## Text shown
In case you’re wondering, and I hope care, you might be interested to know I have spent the last two weeks succumbing to and recovering from pneumonia. Without any proof whatsoever I am convinced I was exposed to the illness by tainted equipment an ENT specialist used to explore the recesses of my nasal cavity. Three days later I started to sleep 16 to 18 hours a day, a sure sign something was amiss as I did not cough or sniffle, though I did run a slight temperature. 

The pneumonia could not have come at a more inopportune time. I was leading a group of eight Israeli women on a three-day trip to Washington and Philadelphia as part of Shalom Yisrael’s annual program of support of deserving women from tension spots in Israel. This year’s contingent came from the region adjacent to the border with Lebanon in the shadow of the Golan Heights. 

Last Tuesday I dropped them off at the Museum of African American History in Washington before going to a walk-in clinic. An X-ray confirmed the pneumonia. I finished the 10-day Doxycycline protocol this morning. Now I’m hoping for enough energy to resume softball in a senior citizen (50 and older) league White Plains is inaugurating next Thursday for eight weekly games.  


So, what else is new? Oh, yeah, it’s Nobel prize season, so let’s be upfront right away with our biases:

Barack Obama did not deserve his peace prize, not when he won it as a counterpoint to a regressive and repressive Bush II administration, nor in subsequent years when his eloquence as the leader of the free world camouflaged drone deaths, red line faults, undocumented immigrant deportations, and acts that otherwise would have disqualified his nomination. 

The Swedish academy has a habit, a bad habit, of premature advancement of peaceful achievement. Can an award presented to Yasir Arafat and his Israeli counterparts be considered legitimate? Yes, Yitzhak Rabin died in pursuit of peace. Shimon Peres valiantly tried to achieve peace, but despite living 22 years after receiving the award in 1994, never saw peace implemented. Why? Because Arafat (and his successor) continually rejected peace offers. The trio may have deserved certificates of merit—good first step, now let’s see you sustain the effort—but not a full-fledged-world-watching ceremonial award. That comes after a lifetime, okay years, of peacemaking, not a blip in your highlight reel of death, violence and assault on all things noble and civil.

Items in a dataset:
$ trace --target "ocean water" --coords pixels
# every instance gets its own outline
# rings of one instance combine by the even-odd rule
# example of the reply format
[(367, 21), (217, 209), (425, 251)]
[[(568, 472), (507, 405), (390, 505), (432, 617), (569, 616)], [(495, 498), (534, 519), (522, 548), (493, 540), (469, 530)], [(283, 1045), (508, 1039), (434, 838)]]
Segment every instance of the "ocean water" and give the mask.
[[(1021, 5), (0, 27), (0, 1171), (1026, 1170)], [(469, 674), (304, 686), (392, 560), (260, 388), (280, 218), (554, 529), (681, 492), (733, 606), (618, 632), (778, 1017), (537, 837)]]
==
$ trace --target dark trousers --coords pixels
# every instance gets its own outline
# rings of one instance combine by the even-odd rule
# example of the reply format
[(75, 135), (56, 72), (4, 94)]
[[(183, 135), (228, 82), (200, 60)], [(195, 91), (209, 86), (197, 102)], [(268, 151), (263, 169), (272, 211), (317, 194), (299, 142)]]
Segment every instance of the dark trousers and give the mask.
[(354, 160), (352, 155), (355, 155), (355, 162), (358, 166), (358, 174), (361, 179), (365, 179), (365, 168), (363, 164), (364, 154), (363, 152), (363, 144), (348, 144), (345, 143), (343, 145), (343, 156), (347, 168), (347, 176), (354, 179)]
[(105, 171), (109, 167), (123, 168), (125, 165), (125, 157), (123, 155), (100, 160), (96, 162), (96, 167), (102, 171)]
...
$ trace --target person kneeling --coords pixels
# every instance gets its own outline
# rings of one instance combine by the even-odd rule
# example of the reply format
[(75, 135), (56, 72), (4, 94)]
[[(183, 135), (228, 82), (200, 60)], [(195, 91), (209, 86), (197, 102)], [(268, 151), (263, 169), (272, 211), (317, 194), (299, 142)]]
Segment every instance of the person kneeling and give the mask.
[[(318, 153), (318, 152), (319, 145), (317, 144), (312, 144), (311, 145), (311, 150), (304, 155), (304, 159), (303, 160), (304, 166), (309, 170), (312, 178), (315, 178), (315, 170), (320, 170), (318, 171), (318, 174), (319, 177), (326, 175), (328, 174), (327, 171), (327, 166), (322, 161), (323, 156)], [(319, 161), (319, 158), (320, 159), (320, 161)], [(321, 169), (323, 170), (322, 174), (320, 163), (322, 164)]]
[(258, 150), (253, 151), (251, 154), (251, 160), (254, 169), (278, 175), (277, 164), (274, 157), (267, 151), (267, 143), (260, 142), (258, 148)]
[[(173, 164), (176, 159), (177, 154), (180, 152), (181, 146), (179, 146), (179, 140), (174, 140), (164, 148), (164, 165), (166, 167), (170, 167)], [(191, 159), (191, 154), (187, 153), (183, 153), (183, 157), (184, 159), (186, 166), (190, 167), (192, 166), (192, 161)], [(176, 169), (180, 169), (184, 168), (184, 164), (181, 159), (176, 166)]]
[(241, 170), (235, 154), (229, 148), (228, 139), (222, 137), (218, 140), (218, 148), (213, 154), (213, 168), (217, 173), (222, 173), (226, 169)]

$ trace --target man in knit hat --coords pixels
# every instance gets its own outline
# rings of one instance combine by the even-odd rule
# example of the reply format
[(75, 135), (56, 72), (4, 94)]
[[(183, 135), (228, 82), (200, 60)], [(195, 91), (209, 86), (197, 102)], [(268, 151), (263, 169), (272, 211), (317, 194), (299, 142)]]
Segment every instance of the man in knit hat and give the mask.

## Questions to answer
1) Return the passage from the piece on pneumonia and the Nobel prize that starts at "Last Tuesday I" and ends at "disqualified his nomination.".
2) List every person the piece on pneumonia and the Nobel prize names with both a first and a last name.

## Solutions in order
1)
Last Tuesday I dropped them off at the Museum of African American History in Washington before going to a walk-in clinic. An X-ray confirmed the pneumonia. I finished the 10-day Doxycycline protocol this morning. Now I’m hoping for enough energy to resume softball in a senior citizen (50 and older) league White Plains is inaugurating next Thursday for eight weekly games.  


So, what else is new? Oh, yeah, it’s Nobel prize season, so let’s be upfront right away with our biases:

Barack Obama did not deserve his peace prize, not when he won it as a counterpoint to a regressive and repressive Bush II administration, nor in subsequent years when his eloquence as the leader of the free world camouflaged drone deaths, red line faults, undocumented immigrant deportations, and acts that otherwise would have disqualified his nomination.

2)
Barack Obama
Yasir Arafat
Yitzhak Rabin
Shimon Peres